▼▼▼
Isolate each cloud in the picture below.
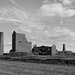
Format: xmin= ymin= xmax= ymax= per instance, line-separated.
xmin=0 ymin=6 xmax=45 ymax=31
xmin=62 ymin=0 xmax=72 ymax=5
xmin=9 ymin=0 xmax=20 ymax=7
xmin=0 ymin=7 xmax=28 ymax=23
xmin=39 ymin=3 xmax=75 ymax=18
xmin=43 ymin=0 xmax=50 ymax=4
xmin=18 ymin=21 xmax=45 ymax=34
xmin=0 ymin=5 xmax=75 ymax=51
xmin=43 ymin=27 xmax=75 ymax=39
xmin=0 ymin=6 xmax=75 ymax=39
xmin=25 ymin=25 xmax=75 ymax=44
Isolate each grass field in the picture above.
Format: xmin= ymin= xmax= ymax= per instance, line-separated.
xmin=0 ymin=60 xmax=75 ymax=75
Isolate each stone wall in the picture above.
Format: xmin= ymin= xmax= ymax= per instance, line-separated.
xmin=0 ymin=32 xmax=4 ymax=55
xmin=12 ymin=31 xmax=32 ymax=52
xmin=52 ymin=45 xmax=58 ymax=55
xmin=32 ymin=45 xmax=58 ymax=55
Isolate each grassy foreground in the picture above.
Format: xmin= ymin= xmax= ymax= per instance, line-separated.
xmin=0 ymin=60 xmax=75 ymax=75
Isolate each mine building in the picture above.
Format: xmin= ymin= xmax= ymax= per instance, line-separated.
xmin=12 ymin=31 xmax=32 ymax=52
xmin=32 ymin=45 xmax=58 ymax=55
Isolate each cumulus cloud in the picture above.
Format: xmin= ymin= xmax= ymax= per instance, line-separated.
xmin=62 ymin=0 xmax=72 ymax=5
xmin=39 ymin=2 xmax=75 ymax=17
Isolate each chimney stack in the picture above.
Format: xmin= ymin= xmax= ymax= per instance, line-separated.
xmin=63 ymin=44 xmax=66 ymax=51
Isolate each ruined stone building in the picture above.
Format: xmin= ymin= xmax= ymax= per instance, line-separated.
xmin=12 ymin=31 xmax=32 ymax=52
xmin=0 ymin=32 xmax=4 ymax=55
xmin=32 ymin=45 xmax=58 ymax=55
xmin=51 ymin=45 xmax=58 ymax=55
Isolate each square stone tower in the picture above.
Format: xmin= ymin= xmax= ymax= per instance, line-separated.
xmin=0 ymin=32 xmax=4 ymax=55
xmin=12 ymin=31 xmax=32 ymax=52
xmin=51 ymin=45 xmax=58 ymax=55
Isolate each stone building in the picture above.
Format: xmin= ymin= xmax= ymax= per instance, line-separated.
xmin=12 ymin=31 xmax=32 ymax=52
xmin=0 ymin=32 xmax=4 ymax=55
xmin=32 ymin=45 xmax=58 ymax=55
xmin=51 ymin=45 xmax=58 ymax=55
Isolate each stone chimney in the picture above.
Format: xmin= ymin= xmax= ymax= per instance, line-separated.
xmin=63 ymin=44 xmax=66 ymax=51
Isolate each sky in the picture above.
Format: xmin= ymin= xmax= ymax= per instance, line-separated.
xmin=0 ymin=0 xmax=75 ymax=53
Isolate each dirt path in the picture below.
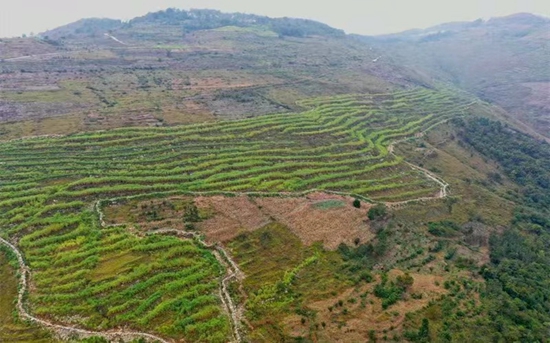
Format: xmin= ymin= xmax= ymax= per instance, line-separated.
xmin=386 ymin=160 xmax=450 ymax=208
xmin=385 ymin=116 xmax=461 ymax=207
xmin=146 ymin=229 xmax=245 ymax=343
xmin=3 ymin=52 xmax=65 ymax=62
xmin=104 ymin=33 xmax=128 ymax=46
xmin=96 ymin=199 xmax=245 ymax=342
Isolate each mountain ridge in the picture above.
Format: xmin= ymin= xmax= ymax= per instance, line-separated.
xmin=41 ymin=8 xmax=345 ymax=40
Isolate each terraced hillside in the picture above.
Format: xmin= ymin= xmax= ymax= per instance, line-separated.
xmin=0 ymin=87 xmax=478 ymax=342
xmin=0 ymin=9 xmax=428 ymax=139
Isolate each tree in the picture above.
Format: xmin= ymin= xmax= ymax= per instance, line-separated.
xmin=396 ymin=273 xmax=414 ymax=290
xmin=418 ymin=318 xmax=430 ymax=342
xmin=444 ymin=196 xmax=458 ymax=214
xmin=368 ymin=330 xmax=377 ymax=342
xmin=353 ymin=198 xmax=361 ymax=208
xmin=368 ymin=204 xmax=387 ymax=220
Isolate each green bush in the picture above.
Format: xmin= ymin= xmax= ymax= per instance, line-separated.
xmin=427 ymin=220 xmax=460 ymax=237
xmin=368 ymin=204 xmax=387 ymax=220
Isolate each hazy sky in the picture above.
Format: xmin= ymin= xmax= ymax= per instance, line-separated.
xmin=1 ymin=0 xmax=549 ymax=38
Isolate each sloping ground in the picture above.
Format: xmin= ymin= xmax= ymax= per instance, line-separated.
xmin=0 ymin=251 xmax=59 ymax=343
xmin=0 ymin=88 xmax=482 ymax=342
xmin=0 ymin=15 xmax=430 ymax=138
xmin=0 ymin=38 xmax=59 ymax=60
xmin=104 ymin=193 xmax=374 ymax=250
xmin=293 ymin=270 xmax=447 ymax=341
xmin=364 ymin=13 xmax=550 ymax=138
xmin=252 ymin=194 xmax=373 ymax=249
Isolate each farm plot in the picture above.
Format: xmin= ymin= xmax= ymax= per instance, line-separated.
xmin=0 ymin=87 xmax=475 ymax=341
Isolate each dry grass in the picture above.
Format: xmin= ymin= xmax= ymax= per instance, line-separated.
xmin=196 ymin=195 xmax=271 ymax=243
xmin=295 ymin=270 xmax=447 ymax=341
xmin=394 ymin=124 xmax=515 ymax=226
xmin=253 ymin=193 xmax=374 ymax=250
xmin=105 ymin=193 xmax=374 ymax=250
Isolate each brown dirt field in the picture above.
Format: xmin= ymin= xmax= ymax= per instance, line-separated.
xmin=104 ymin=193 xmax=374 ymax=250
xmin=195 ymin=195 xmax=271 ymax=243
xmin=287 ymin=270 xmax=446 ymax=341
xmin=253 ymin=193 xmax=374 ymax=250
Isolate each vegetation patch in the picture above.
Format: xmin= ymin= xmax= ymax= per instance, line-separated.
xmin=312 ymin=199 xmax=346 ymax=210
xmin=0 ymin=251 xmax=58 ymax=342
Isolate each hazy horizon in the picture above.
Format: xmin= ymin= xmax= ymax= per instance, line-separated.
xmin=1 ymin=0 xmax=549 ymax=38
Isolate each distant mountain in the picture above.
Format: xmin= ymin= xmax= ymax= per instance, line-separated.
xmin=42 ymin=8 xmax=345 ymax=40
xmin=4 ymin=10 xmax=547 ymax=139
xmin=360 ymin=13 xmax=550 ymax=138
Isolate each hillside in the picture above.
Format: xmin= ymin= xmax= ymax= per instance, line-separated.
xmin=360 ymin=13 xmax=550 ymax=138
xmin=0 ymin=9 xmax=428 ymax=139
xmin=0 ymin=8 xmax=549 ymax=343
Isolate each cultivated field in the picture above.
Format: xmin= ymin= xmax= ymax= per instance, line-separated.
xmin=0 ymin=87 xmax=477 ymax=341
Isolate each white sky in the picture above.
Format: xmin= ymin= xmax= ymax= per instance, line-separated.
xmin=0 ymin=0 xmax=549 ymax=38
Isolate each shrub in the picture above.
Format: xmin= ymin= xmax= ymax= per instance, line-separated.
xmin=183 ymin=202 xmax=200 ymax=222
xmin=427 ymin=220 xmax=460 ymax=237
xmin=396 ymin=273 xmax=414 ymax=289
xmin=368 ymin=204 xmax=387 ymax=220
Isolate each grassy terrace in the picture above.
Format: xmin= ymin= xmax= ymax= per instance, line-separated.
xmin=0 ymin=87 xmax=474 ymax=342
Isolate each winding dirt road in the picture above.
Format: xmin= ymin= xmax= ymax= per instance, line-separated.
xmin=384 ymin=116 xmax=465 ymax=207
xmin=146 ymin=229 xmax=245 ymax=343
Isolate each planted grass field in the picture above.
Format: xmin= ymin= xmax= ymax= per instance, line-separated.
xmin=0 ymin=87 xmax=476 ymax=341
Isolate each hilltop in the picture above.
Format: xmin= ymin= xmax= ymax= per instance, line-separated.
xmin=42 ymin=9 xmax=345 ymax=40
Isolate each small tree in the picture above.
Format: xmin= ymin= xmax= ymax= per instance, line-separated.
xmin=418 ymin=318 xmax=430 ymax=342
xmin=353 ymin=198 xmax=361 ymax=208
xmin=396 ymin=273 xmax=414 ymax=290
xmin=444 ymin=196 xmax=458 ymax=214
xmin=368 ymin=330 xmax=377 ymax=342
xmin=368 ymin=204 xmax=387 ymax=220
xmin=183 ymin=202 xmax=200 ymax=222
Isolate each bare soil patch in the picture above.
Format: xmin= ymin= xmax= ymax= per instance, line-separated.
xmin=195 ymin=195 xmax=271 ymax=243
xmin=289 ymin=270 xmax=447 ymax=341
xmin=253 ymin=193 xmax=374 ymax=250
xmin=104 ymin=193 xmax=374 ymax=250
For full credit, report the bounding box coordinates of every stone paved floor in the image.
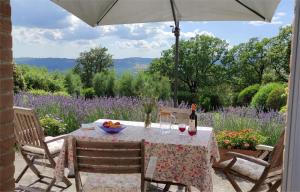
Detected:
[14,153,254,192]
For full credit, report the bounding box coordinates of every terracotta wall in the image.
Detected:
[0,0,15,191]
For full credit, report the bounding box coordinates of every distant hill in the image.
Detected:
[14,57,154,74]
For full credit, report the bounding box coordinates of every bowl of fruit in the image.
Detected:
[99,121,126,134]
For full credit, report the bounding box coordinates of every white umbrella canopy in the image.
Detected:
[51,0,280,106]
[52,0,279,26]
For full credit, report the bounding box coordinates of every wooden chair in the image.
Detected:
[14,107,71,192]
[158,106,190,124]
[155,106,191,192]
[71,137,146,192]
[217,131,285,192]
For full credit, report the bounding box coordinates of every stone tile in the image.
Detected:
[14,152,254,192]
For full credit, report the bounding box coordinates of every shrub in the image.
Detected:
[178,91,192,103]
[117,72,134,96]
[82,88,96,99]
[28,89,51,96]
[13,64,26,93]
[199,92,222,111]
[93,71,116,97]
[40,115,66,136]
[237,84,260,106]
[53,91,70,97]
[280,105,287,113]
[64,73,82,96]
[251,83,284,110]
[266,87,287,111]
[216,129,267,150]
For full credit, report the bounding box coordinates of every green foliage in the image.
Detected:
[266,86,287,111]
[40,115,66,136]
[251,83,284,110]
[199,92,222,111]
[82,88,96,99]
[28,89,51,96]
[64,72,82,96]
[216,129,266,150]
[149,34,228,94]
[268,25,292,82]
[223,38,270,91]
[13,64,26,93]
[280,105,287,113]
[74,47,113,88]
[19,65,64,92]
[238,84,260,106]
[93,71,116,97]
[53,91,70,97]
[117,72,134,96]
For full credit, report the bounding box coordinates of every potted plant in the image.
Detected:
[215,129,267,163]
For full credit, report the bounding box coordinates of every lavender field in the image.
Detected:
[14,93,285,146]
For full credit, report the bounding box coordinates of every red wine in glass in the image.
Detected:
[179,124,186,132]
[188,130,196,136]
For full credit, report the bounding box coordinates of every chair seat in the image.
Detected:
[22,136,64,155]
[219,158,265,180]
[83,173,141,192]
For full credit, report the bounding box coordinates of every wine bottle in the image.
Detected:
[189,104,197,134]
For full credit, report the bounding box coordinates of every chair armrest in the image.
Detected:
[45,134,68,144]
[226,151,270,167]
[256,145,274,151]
▲▲▲
▼▼▼
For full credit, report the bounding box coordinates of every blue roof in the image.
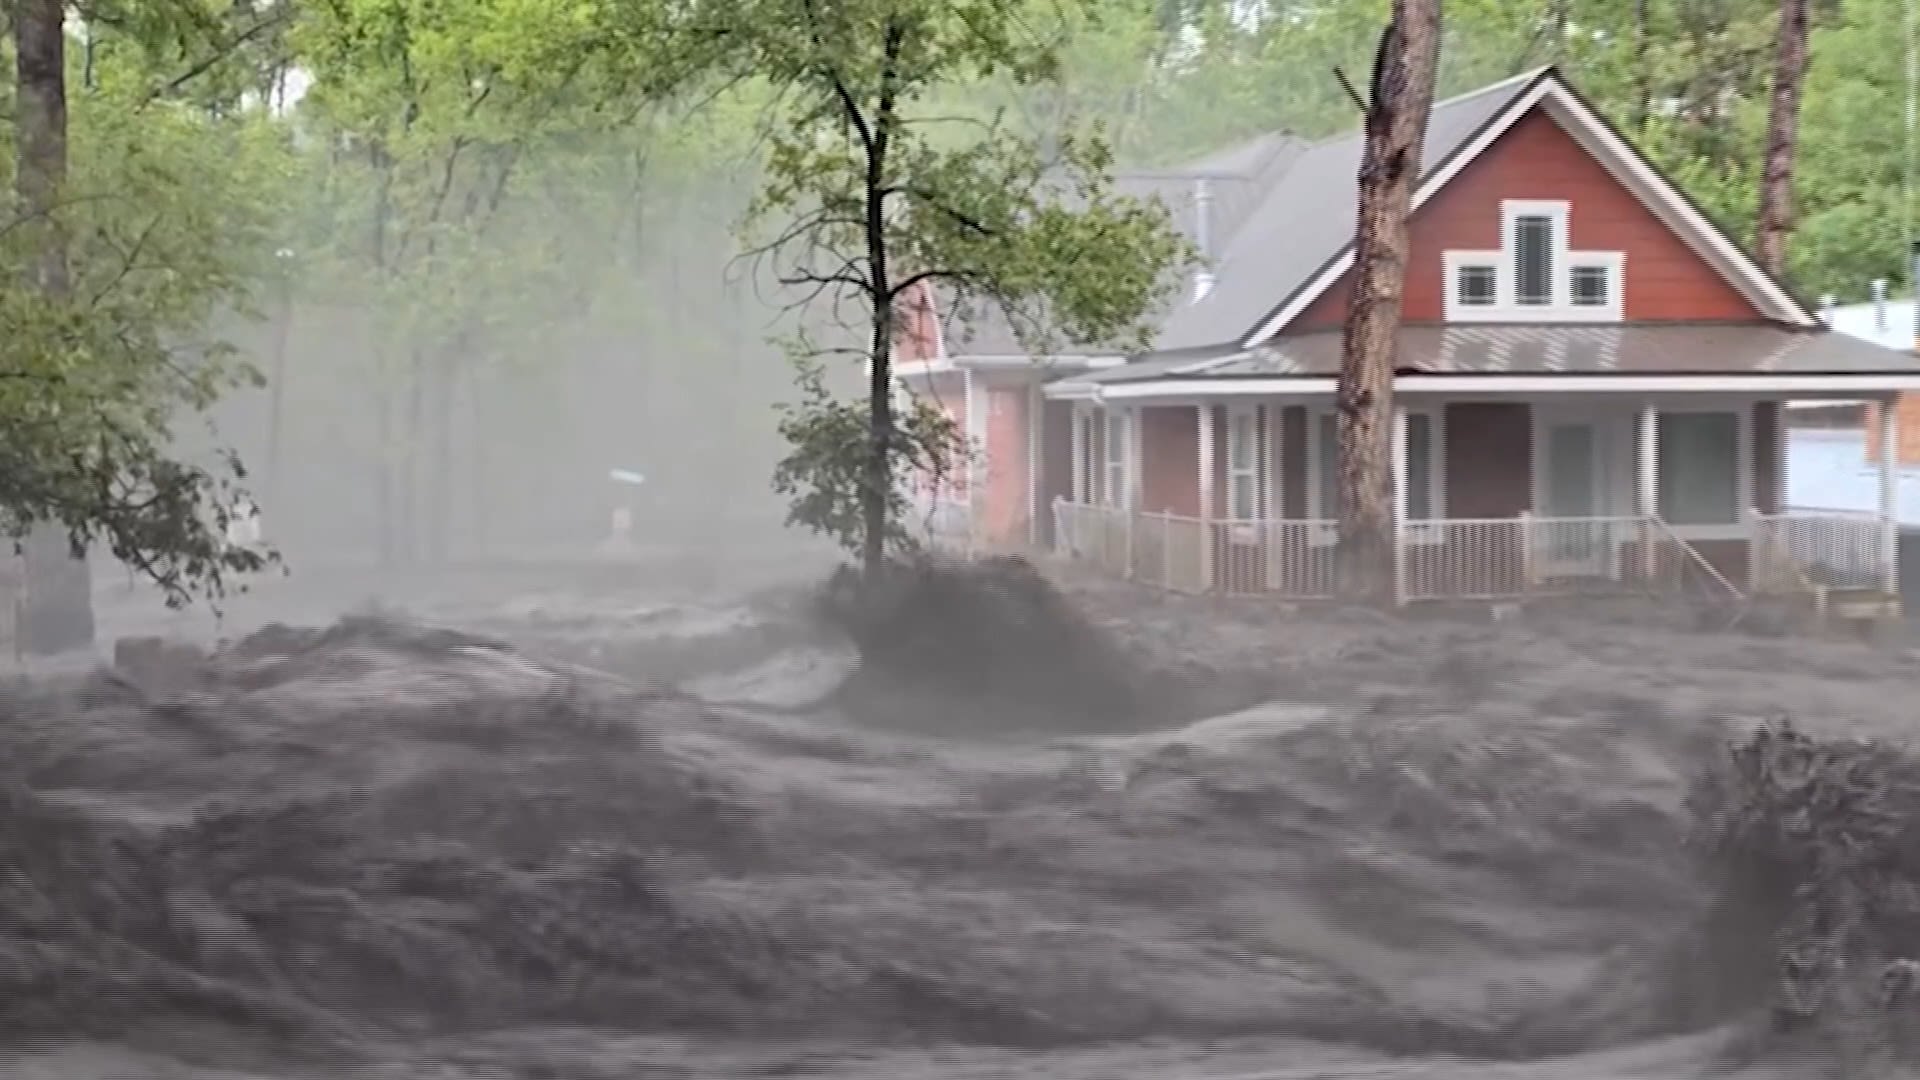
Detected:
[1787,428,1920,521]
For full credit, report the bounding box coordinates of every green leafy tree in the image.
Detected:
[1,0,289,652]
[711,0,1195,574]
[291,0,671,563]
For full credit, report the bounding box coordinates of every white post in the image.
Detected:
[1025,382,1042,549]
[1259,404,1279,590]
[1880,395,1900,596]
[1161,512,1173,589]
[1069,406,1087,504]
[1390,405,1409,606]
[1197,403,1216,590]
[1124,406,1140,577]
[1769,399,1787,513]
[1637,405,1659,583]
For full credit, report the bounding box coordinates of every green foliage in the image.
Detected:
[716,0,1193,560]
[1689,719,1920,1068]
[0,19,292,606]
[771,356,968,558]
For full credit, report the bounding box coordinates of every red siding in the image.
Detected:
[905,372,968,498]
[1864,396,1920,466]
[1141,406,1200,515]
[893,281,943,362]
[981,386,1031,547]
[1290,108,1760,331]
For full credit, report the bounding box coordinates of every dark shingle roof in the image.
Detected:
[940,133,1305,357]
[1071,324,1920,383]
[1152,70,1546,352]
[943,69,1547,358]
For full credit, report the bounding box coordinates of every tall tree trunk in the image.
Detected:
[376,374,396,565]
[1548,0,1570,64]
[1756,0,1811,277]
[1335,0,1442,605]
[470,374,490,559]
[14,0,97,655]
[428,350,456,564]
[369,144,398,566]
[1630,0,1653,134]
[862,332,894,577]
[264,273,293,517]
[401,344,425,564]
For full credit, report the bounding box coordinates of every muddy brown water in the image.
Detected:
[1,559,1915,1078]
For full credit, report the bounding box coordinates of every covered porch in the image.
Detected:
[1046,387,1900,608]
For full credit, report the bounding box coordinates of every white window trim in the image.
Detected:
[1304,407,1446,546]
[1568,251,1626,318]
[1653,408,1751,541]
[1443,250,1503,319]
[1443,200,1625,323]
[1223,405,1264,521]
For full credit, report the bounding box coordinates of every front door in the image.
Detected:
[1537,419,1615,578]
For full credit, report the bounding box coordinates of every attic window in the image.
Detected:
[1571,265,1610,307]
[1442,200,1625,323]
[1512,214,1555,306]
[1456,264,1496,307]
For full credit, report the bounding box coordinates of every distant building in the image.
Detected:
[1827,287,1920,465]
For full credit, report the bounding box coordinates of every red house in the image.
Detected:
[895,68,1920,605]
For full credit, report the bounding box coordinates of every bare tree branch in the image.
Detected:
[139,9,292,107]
▲▲▲
▼▼▼
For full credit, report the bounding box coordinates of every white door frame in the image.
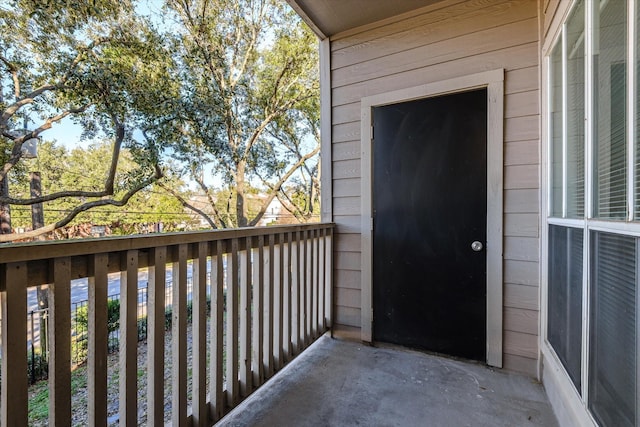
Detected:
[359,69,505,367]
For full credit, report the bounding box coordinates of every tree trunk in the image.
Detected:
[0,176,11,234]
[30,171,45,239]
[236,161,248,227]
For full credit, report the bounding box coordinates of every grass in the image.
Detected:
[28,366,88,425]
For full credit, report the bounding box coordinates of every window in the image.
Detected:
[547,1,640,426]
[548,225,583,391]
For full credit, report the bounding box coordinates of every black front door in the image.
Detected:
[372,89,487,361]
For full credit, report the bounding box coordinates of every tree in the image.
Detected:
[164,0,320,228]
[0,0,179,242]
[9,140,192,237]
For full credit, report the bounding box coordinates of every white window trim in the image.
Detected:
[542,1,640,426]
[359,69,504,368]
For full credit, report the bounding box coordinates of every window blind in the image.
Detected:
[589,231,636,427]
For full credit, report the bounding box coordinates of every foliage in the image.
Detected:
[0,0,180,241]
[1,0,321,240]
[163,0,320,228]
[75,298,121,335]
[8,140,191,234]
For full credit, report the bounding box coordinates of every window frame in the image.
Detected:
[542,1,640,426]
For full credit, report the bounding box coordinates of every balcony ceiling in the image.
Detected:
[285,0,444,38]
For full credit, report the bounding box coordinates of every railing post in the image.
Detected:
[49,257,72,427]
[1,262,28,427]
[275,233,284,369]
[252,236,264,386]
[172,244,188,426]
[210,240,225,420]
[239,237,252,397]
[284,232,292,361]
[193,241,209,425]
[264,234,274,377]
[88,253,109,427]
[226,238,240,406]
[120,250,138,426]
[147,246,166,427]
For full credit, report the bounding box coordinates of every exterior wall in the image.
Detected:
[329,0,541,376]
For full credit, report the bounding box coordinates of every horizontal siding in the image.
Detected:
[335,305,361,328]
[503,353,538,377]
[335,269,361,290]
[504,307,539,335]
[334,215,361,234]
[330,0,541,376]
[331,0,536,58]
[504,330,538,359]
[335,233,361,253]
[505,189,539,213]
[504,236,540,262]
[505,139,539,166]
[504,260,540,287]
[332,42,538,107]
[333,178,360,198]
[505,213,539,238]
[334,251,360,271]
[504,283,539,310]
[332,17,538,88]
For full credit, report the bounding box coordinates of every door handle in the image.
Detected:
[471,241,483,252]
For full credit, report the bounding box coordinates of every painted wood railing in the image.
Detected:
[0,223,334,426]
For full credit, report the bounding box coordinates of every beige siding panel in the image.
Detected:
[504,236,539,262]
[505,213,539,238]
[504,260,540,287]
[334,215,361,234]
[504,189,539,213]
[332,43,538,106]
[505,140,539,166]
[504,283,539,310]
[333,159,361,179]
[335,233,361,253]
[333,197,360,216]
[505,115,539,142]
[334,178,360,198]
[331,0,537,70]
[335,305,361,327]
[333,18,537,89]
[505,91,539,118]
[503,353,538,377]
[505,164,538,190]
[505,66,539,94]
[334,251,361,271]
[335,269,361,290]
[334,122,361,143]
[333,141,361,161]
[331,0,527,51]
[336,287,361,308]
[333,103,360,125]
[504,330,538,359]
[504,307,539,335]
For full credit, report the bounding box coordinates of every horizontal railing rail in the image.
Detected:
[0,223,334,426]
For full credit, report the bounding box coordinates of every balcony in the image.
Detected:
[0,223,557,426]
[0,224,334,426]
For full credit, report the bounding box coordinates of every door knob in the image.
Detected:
▲▲▲
Try it
Copy out the lines above exactly, beginning at the one that contains "Isolate each farm plot in the picture above." and ending at the one that contains "Isolate each hazy horizon".

Response below
Isolate each farm plot in the picture above.
Format: xmin= ymin= xmax= ymax= per instance, line-separated.
xmin=0 ymin=87 xmax=475 ymax=341
Isolate each dry grass in the picture above.
Format: xmin= ymin= xmax= ymax= per instance, line-separated.
xmin=196 ymin=195 xmax=271 ymax=243
xmin=295 ymin=270 xmax=447 ymax=341
xmin=394 ymin=124 xmax=515 ymax=226
xmin=253 ymin=193 xmax=374 ymax=250
xmin=105 ymin=193 xmax=374 ymax=250
Isolate each brown dirt field in the picture above.
Format: xmin= ymin= xmax= ymax= per instance, line-separated.
xmin=104 ymin=193 xmax=374 ymax=250
xmin=195 ymin=195 xmax=271 ymax=243
xmin=287 ymin=270 xmax=446 ymax=341
xmin=253 ymin=193 xmax=374 ymax=250
Isolate each vegetation patch in the picture above.
Format: xmin= ymin= xmax= ymax= per instance, line-separated.
xmin=312 ymin=199 xmax=346 ymax=210
xmin=0 ymin=251 xmax=58 ymax=342
Isolate each hazy horizon in the picture above.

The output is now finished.